Point annotation dataset records
* * * * * * * * *
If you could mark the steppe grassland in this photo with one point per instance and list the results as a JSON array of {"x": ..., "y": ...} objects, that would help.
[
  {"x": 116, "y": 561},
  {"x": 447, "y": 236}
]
* * * * * * * * *
Give every line of the items above as a JSON list of strings, with one string per line and no blank lines.

THE OUTPUT.
[
  "If you could mark the steppe grassland in this photo with one point per instance and list the results as a JSON array of {\"x\": ..., \"y\": ...} objects, that would help.",
  "[",
  "  {\"x\": 116, \"y\": 561},",
  "  {\"x\": 447, \"y\": 236}",
  "]"
]